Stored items

........

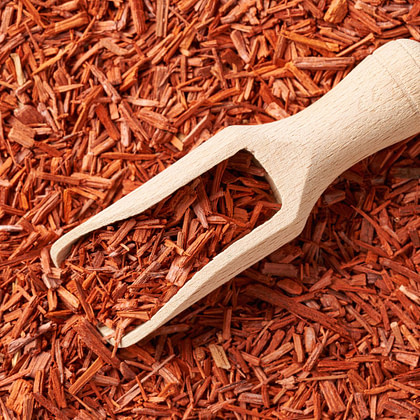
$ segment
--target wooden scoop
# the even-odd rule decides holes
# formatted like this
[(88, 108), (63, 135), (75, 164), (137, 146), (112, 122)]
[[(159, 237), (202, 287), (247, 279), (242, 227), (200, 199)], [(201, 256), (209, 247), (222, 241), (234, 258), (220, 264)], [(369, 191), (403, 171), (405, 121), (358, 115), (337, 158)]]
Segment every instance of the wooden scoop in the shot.
[[(198, 271), (119, 347), (148, 336), (232, 277), (295, 238), (325, 188), (365, 157), (420, 132), (420, 43), (392, 41), (304, 111), (260, 126), (232, 126), (60, 238), (58, 266), (83, 235), (135, 216), (241, 149), (267, 171), (282, 208)], [(113, 330), (100, 327), (105, 336)], [(109, 339), (114, 344), (113, 339)]]

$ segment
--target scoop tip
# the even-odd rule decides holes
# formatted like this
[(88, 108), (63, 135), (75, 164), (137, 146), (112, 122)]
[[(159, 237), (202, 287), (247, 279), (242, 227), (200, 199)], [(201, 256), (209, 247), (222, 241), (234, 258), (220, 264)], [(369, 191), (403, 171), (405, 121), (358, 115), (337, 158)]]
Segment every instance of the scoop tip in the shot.
[(50, 249), (50, 256), (53, 264), (58, 268), (69, 252), (69, 245), (62, 246), (60, 239), (53, 243)]

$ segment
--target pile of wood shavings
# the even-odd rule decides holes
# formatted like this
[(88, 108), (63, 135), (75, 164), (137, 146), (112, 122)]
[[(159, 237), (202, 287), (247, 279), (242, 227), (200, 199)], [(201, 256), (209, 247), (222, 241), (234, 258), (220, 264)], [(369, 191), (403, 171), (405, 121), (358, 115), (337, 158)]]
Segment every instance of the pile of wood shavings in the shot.
[(71, 263), (48, 257), (224, 126), (295, 114), (383, 43), (420, 40), (418, 2), (0, 11), (4, 418), (419, 417), (418, 138), (347, 171), (296, 241), (116, 354), (83, 285), (62, 284)]

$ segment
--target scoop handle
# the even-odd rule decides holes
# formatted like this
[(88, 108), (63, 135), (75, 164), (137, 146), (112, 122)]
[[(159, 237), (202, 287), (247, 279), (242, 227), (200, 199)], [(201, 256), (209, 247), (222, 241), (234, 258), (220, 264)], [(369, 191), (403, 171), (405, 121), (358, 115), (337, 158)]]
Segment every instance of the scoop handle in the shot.
[[(286, 127), (278, 128), (281, 141)], [(290, 118), (288, 129), (310, 150), (310, 188), (316, 194), (358, 161), (417, 134), (420, 42), (400, 39), (380, 47), (321, 99)]]

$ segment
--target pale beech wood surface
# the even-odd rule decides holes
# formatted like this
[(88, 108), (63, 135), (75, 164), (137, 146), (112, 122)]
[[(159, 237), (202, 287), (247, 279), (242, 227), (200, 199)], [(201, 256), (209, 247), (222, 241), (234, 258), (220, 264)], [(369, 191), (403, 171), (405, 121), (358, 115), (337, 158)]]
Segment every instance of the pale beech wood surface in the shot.
[[(135, 216), (242, 149), (266, 169), (282, 208), (197, 272), (150, 321), (123, 337), (148, 336), (302, 231), (316, 200), (342, 172), (420, 132), (420, 43), (389, 42), (304, 111), (260, 126), (225, 128), (153, 179), (55, 242), (57, 266), (79, 238)], [(104, 335), (113, 333), (101, 327)], [(109, 340), (113, 344), (113, 340)]]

........

## TASK
Apart from the pictures, every line above must be printed exactly.

## OUTPUT FOR THIS EXERCISE
$ segment
--target wooden scoop
# the even-odd rule decides holes
# formatted like this
[(88, 108), (63, 135), (75, 164), (137, 146), (112, 122)]
[[(159, 237), (202, 287), (247, 279), (242, 227), (200, 199)], [(201, 256), (209, 247), (222, 241), (234, 258), (220, 264)], [(369, 191), (403, 171), (405, 121), (358, 115), (337, 158)]]
Segment every instance of the wooden scoop in the shot.
[[(198, 271), (119, 347), (148, 336), (232, 277), (295, 238), (325, 188), (365, 157), (420, 132), (420, 43), (392, 41), (304, 111), (260, 126), (232, 126), (60, 238), (58, 266), (83, 235), (135, 216), (241, 149), (267, 171), (282, 208)], [(113, 330), (100, 327), (105, 336)], [(109, 339), (114, 344), (113, 339)]]

$ segment
--target scoop tip
# the even-odd rule decides holes
# formatted like this
[(88, 108), (63, 135), (75, 164), (137, 146), (112, 122)]
[[(159, 237), (202, 287), (247, 279), (242, 227), (200, 199)], [(201, 256), (209, 247), (222, 241), (234, 258), (220, 264)], [(369, 191), (403, 171), (405, 121), (358, 115), (337, 158)]]
Segment every instance of the scoop tip in the shot.
[(50, 249), (50, 256), (53, 264), (58, 268), (69, 252), (69, 245), (62, 246), (60, 239), (53, 243)]

$ segment
--target pile of wood shavings
# the even-odd rule decides holes
# formatted like this
[(88, 108), (63, 135), (75, 164), (137, 146), (112, 122)]
[[(159, 237), (202, 287), (247, 279), (242, 227), (200, 199)], [(201, 256), (209, 247), (222, 241), (234, 258), (220, 264)], [(369, 191), (403, 171), (405, 121), (358, 115), (337, 158)]]
Segment every instance of the pile of wood shavings in the shot.
[(71, 263), (48, 257), (224, 126), (295, 114), (383, 43), (420, 40), (418, 2), (0, 11), (4, 418), (419, 417), (418, 138), (347, 171), (296, 241), (116, 354), (83, 285), (62, 284)]

$ segment
--target scoop handle
# the even-odd rule decides holes
# formatted like this
[(88, 108), (63, 135), (75, 164), (137, 146), (112, 122)]
[[(159, 237), (202, 287), (247, 279), (242, 227), (200, 199)], [(201, 256), (209, 247), (222, 241), (234, 258), (220, 264)], [(369, 191), (403, 171), (405, 121), (358, 115), (337, 158)]]
Segment every instance of the scoop handle in the shot.
[[(286, 127), (278, 128), (281, 141)], [(290, 118), (288, 129), (310, 150), (310, 188), (316, 194), (358, 161), (417, 134), (420, 42), (400, 39), (380, 47), (321, 99)]]

$ segment
--target pale beech wood surface
# the even-odd rule decides holes
# formatted like this
[(88, 108), (63, 135), (75, 164), (137, 146), (112, 122)]
[[(159, 237), (202, 287), (247, 279), (242, 227), (200, 199)], [(201, 256), (209, 247), (222, 241), (234, 258), (220, 264)], [(369, 191), (403, 171), (405, 121), (358, 115), (337, 158)]]
Segment every instance of the pale beech wood surface in the shot.
[[(135, 216), (242, 149), (266, 169), (282, 208), (197, 272), (150, 321), (123, 337), (148, 336), (302, 231), (316, 200), (342, 172), (420, 132), (420, 43), (389, 42), (304, 111), (260, 126), (225, 128), (153, 179), (55, 242), (57, 266), (79, 238)], [(104, 335), (113, 333), (101, 327)], [(109, 340), (113, 344), (113, 340)]]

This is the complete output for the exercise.